Reproduce the material exactly, omitting nothing.

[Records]
[Start]

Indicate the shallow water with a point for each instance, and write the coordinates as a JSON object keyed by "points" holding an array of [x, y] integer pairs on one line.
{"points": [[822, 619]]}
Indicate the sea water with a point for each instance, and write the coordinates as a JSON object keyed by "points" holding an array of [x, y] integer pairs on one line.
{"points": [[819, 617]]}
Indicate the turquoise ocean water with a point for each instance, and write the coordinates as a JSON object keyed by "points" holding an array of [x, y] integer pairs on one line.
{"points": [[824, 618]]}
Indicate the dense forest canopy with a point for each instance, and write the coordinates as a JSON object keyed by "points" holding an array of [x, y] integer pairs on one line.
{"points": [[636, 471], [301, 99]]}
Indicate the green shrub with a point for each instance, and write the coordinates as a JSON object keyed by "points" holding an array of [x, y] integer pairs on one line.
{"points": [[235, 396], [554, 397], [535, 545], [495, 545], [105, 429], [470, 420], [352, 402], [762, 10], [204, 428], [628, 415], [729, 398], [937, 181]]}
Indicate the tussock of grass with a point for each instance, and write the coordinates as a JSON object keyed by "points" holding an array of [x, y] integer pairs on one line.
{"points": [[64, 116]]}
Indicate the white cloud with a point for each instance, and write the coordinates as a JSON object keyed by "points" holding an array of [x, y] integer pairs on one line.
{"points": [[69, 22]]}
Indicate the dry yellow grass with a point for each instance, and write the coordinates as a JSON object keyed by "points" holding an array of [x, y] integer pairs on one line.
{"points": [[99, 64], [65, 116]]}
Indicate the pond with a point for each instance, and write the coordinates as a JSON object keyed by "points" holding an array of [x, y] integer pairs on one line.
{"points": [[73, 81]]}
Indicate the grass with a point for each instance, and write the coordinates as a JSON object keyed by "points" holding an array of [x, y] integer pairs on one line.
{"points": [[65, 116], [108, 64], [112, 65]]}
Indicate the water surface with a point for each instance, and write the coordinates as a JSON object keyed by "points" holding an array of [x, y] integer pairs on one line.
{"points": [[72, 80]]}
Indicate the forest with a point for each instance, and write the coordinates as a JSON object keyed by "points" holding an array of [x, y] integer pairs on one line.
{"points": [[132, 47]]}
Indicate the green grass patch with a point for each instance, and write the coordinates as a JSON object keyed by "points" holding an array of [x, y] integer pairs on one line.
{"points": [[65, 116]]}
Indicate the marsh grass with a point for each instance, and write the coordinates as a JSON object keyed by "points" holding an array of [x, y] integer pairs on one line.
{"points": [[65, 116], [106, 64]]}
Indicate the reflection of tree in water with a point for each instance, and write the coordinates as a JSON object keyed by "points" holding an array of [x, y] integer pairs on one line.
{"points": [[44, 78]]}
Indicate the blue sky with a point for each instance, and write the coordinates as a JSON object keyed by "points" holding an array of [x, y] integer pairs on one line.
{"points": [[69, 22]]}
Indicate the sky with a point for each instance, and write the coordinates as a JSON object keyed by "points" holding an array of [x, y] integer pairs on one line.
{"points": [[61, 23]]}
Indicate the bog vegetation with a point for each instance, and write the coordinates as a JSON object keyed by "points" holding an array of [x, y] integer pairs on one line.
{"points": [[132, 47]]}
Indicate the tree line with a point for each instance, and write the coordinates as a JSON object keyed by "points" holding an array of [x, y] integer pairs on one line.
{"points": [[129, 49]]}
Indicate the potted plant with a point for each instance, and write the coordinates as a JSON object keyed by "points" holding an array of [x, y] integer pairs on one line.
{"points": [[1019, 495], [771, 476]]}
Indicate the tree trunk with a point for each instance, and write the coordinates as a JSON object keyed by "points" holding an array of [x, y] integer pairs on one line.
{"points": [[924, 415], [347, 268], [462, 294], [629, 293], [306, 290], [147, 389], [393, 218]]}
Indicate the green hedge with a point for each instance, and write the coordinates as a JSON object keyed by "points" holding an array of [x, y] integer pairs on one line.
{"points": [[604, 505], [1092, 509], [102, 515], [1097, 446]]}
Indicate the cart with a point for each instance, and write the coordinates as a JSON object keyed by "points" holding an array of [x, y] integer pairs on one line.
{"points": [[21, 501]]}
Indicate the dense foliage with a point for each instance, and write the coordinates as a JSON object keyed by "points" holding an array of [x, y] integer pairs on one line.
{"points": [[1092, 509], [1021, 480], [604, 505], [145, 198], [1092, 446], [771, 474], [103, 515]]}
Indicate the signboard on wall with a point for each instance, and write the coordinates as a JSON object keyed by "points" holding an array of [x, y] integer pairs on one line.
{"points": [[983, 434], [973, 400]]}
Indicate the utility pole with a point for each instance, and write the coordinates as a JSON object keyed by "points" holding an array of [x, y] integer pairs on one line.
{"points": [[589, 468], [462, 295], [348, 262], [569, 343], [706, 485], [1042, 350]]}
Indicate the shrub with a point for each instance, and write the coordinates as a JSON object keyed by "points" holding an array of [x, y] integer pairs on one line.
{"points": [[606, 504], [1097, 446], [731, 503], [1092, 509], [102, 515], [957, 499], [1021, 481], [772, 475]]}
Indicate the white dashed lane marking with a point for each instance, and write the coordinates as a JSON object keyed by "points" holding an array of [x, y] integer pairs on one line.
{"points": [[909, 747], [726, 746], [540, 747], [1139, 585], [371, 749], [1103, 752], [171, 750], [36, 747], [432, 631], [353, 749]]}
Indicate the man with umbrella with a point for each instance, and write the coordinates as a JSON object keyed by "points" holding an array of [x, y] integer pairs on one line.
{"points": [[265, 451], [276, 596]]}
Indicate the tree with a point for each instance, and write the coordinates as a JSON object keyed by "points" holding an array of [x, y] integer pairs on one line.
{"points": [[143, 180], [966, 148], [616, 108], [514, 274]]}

[End]

> **Result of the exercise**
Indicate the shallow water with a point for each instance, and write the coordinates as a JSON object keyed by "points" holding an array of [x, y] integer pairs on one line.
{"points": [[822, 619]]}
Indicate the sea water with a point for each instance, and write the coordinates as a JSON object keyed by "points" holding an array of [x, y] integer pairs on one line.
{"points": [[819, 617]]}
Indicate the turquoise ocean water with a point for each instance, and write the coordinates as a JSON object keyed by "points" holding an array of [x, y] integer pairs on one line.
{"points": [[824, 618]]}
Indicate the dense forest canopy with a point for each instance, and write the coordinates as a JSON object keyed by "points" holding an array of [x, y] integer pairs on one line.
{"points": [[636, 471], [301, 99]]}
Indicate the green shrub with a point for each instance, and write the coordinates as a JSON object keyed by "points" holding an array of [x, y] integer pairs on one line.
{"points": [[235, 396], [554, 397], [535, 545], [495, 545], [105, 429], [470, 420], [352, 402], [762, 10], [204, 428], [628, 415], [729, 398], [937, 181]]}
Indicate the tussock of grass with a point for each instance, and write the coordinates as a JSON object keyed by "points" holding an array of [x, y] integer pairs on one line.
{"points": [[64, 116]]}
Indicate the white cloud with a point for each instance, and write the coordinates as a JSON object keyed by "points" holding an array of [x, y] integer pairs on one line.
{"points": [[69, 22]]}
Indicate the dry yellow grass with a point for each instance, and write the coordinates as a JSON object keyed by "points" holding an array of [x, y] integer pairs on one line.
{"points": [[99, 64], [65, 116]]}
Indicate the pond with a point for each instance, and write the coordinates as a JSON object keyed by "points" holding an array of [x, y] integer pairs on one line.
{"points": [[73, 81]]}
Indicate the grass with a point for each instance, and write the coordinates as a JSON object keyed by "points" holding an array of [x, y] integer pairs on one line.
{"points": [[65, 116], [108, 64], [112, 65]]}
Indicate the water surface with a point for each instance, and write the coordinates as a JSON object keyed by "points" holding an array of [x, y] integer pairs on one line.
{"points": [[72, 80]]}
Indicate the forest with a point for each instance, and write the coordinates as a JSON object keyed by "points" holding an array of [x, y] integer pairs on one line.
{"points": [[132, 47]]}
Indicate the green grass patch with a point for each instance, and write the coordinates as a JSON object keyed by "points" holding an array of [x, y] integer pairs on one line.
{"points": [[65, 116]]}
Indicate the marsh grass with a point for each instance, and write the coordinates as a JSON object keyed by "points" holding an array of [x, y] integer pairs on one line.
{"points": [[65, 116], [106, 64]]}
Indicate the reflection of tree in water with a point for each instance, and write the coordinates as a JSON object keyed by "points" holding an array of [x, y] integer pairs on one line.
{"points": [[44, 78]]}
Indicate the blue sky with a point for each instance, and write the coordinates as a JSON object keyed by "points" holding an array of [x, y] integer pairs on one line.
{"points": [[69, 22]]}
Indicate the sky with a point for each instance, and write the coordinates as a JSON object keyed by "points" holding an array of [x, y] integer pairs on one line.
{"points": [[61, 23]]}
Indicate the bog vegetation with a point for each instance, and write the coordinates as a JSON object keyed by "points" holding an array of [x, y] integer pairs on one line.
{"points": [[132, 47]]}
Indicate the tree line with a point for each instance, and write the coordinates as a JSON object keyed by "points" holding an array of [x, y] integer pairs on one line.
{"points": [[129, 49]]}
Indicate the potted plant with a point for each instance, and write the coordinates as a JSON object keyed by "points" holding an array of [x, y] integer pairs on one line.
{"points": [[1019, 495], [771, 476]]}
Indicate the tree trunk with a point for each instance, and write the coordinates as a JSON object keyed by "points" holding an array of [x, y] integer pairs on one line.
{"points": [[924, 415], [347, 268], [462, 294], [629, 293], [306, 290], [147, 389], [393, 218]]}
Indicate the green hedge with a point for each instance, and write the coordinates as a JSON object keyed by "points" holding an array of [x, y] integer pairs on one line.
{"points": [[604, 505], [1092, 509], [102, 515], [1097, 446]]}
Indicate the cart with a point for each instance, and write the coordinates as a JSON object keyed by "points" holding an array of [x, y] integer pairs on one line.
{"points": [[21, 501]]}
Indicate the dense foliage with a point for each instance, and write the coordinates as a JSON object keyed by "points" holding an array of [x, y] integer pairs on one line.
{"points": [[1092, 509], [1021, 480], [604, 505], [145, 198], [1092, 446], [771, 474], [103, 515]]}
Indicate the signboard on wall with a point for each instance, and write the coordinates as a JSON object keyed by "points" holding an array of [x, y] integer pairs on one line.
{"points": [[983, 434], [973, 400]]}
Indicate the utility pole with a point for each instance, and write the coordinates as a JSON object keyed by "points" holding an array of [x, y] integer pairs on one line.
{"points": [[589, 468], [462, 295], [348, 262], [569, 343], [706, 485], [1042, 350]]}
Indicate the shrub with a point for each instance, and write the coordinates as a JSON object keyed by "points" holding an array of [x, y] integer pairs on one line.
{"points": [[606, 504], [1097, 446], [731, 503], [1092, 509], [102, 515], [957, 499], [1021, 481], [772, 475]]}
Indicate the white dashed lane marking with a point for each instance, and write the coordinates as a JSON object keyed by "points" holding an array of [x, y] integer pairs on one line.
{"points": [[909, 747], [726, 746], [540, 747], [1139, 585], [371, 749], [1103, 752], [171, 750], [36, 747], [432, 631], [353, 749]]}
Indicate the man with umbrella with a point for each instance, and write the coordinates as a JSON object keyed by "points" holding an array of [x, y] integer pairs on one line.
{"points": [[265, 451], [276, 596]]}
Indicate the tree with a point for each instance, and write the coordinates as a JSON object keyed by "points" holding an array of [x, y] integer pairs on one line.
{"points": [[143, 180], [966, 148], [616, 108], [514, 274]]}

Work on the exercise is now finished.